- _Task_
Go through the following data and transcribe exactly the stretch of lines from the one holding "Pass-network tagging: label the wooden pew" to the one holding "Pass-network tagging: label the stone column", both included.

▬▬▬

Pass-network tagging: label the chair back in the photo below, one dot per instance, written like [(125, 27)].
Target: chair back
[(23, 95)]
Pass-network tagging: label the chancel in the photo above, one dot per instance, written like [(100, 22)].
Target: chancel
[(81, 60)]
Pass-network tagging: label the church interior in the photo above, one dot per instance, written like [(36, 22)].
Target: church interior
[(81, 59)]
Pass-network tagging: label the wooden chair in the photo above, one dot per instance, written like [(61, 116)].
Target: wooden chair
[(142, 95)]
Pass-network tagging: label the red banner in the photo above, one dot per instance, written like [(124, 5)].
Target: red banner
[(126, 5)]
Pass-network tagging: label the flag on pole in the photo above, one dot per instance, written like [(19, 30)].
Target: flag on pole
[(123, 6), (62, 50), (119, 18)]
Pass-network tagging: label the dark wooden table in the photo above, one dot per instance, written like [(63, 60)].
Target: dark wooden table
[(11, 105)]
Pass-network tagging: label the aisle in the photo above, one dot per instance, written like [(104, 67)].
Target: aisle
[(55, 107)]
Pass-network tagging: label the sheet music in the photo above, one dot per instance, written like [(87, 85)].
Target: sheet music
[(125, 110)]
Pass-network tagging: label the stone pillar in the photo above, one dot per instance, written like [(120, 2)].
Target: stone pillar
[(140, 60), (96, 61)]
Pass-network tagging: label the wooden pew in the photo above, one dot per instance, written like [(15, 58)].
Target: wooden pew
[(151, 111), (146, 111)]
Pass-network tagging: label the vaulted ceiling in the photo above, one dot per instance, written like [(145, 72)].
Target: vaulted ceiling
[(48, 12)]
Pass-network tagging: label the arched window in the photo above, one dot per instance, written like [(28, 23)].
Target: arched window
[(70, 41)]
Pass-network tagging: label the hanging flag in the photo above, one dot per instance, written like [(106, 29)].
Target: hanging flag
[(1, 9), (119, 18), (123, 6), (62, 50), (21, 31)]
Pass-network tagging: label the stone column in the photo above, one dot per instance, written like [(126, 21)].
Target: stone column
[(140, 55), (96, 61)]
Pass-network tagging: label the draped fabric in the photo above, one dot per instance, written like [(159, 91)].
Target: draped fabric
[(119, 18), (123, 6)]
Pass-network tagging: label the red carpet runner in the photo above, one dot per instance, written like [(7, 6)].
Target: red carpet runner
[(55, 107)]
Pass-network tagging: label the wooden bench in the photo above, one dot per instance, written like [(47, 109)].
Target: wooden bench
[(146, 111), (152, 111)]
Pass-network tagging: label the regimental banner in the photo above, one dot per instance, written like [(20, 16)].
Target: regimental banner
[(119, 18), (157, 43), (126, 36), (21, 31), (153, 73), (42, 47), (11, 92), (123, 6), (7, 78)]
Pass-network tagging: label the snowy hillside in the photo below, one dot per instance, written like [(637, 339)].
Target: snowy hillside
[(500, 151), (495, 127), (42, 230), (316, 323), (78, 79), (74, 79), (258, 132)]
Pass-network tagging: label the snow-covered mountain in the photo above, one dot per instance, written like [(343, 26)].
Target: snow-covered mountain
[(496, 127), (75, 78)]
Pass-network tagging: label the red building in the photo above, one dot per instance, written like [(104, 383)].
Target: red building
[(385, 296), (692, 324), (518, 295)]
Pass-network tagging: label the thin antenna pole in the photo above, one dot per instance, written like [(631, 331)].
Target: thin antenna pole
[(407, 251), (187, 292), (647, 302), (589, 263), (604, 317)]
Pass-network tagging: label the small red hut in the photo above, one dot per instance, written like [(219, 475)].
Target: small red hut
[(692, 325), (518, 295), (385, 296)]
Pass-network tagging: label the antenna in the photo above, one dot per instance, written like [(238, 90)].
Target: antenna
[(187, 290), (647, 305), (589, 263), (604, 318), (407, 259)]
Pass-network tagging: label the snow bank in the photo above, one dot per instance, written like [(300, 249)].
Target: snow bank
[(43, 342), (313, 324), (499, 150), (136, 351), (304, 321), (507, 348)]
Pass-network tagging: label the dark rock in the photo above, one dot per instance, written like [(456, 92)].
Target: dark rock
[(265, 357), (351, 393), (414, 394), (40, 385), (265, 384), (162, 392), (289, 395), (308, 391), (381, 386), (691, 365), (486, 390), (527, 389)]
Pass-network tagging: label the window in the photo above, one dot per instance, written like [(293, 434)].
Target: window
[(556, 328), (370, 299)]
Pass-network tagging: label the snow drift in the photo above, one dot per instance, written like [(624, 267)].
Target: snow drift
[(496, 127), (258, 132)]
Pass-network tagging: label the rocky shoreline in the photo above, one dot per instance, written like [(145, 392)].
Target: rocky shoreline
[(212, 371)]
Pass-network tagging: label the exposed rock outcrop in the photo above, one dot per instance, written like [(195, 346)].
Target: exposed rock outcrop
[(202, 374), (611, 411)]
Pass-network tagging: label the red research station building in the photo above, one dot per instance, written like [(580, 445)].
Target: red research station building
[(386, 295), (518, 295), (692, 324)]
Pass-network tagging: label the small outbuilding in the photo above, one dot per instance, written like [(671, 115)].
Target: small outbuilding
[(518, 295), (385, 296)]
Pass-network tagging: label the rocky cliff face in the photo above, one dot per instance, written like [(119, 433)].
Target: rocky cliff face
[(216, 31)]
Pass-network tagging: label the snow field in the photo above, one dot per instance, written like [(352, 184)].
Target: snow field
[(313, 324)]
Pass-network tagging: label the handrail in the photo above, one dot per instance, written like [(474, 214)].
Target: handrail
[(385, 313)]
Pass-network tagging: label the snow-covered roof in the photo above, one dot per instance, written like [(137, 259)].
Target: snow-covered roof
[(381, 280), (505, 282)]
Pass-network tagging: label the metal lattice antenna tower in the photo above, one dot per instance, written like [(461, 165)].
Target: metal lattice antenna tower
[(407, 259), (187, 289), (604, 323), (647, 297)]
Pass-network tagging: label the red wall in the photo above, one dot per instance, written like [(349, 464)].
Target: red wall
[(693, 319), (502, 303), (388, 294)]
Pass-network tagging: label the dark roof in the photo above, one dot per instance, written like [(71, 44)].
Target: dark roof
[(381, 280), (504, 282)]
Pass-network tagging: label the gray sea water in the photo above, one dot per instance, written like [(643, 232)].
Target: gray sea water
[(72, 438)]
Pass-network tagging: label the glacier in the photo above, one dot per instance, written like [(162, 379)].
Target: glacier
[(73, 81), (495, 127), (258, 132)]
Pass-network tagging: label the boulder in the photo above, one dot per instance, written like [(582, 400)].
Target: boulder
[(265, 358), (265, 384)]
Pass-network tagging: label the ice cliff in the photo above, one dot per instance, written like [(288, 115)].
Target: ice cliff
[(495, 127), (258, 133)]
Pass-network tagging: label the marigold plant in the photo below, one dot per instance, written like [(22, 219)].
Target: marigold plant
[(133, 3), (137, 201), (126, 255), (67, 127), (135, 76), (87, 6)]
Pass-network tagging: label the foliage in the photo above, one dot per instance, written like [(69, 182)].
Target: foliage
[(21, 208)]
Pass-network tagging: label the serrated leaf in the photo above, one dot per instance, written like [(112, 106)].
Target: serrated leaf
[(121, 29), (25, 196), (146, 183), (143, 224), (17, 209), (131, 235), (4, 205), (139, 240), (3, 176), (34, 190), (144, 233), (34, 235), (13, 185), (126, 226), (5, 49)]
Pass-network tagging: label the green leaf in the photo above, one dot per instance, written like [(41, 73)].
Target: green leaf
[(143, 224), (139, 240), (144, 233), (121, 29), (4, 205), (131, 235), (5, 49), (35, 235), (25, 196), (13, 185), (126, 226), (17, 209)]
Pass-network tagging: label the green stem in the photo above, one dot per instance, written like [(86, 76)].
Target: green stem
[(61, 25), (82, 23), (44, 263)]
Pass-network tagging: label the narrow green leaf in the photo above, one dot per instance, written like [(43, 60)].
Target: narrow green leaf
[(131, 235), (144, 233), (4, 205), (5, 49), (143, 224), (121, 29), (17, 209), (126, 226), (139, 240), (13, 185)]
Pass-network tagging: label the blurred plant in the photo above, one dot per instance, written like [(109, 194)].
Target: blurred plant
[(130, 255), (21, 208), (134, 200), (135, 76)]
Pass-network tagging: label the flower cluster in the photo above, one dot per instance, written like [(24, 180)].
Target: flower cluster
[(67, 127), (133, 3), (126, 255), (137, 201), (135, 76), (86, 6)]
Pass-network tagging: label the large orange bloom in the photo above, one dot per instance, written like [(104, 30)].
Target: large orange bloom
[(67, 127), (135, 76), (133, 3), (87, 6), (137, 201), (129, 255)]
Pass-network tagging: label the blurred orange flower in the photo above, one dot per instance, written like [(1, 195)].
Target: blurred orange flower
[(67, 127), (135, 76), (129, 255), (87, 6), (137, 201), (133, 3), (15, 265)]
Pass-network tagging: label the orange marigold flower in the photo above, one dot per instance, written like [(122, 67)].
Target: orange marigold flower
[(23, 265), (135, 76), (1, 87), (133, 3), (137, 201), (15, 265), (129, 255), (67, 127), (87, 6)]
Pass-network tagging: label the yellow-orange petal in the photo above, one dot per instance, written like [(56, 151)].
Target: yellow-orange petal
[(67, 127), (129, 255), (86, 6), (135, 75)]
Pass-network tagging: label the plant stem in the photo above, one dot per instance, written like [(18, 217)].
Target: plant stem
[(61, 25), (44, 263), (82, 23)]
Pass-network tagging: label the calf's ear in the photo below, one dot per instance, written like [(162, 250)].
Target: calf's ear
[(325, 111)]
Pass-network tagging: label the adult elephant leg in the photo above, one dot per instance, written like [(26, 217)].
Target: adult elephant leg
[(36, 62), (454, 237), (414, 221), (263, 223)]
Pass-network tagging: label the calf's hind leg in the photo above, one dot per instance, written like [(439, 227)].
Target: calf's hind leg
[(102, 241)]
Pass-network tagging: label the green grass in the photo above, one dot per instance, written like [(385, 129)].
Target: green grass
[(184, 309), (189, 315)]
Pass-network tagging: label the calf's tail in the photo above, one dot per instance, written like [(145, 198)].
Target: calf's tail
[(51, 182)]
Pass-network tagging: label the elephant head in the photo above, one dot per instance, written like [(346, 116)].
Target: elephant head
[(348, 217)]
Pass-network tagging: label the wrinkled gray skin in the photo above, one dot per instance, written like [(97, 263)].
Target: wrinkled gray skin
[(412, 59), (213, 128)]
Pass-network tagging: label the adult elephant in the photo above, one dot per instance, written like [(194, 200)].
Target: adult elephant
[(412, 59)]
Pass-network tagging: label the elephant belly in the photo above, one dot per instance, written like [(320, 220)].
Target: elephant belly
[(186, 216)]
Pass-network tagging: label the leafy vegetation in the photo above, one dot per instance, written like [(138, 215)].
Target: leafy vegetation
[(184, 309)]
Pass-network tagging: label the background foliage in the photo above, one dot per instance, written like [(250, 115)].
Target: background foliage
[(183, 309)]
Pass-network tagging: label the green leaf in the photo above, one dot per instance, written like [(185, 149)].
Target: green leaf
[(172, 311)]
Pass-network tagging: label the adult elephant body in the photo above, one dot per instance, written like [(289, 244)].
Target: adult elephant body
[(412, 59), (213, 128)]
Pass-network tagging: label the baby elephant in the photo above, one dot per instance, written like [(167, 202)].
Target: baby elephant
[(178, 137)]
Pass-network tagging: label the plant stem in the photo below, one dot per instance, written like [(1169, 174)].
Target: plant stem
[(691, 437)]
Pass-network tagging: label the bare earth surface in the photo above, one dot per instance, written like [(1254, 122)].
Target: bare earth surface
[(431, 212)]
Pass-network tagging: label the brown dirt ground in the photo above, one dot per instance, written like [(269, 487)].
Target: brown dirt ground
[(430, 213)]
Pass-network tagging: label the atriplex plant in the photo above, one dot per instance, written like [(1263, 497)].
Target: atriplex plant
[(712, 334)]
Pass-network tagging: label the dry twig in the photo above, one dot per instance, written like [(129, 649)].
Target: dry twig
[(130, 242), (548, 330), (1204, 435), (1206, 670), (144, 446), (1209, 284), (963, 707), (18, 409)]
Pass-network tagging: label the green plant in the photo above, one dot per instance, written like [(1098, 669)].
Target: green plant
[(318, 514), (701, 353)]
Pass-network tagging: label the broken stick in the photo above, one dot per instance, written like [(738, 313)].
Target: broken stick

▬▬▬

- _Written solution_
Pass-network tagging: label the wooden pew in the photo above, one dot per instance, written like [(15, 58)].
Target: wooden pew
[(151, 111), (146, 111)]
Pass-network tagging: label the vaulted ceiling in the photo above, one dot per instance, written like [(145, 72)].
Target: vaulted ceiling
[(48, 12)]
Pass-network tagging: label the arched window in the photo above, one dot per instance, written like [(28, 23)].
Target: arched window
[(70, 41)]
Pass-network tagging: label the hanging flag in the photo above, one dot per instance, written like [(106, 29)].
Target: hanging flag
[(1, 9), (119, 18), (123, 6), (62, 50), (21, 31)]
Pass-network tagging: label the stone column in the photo above, one dot per instance, written like [(126, 21)].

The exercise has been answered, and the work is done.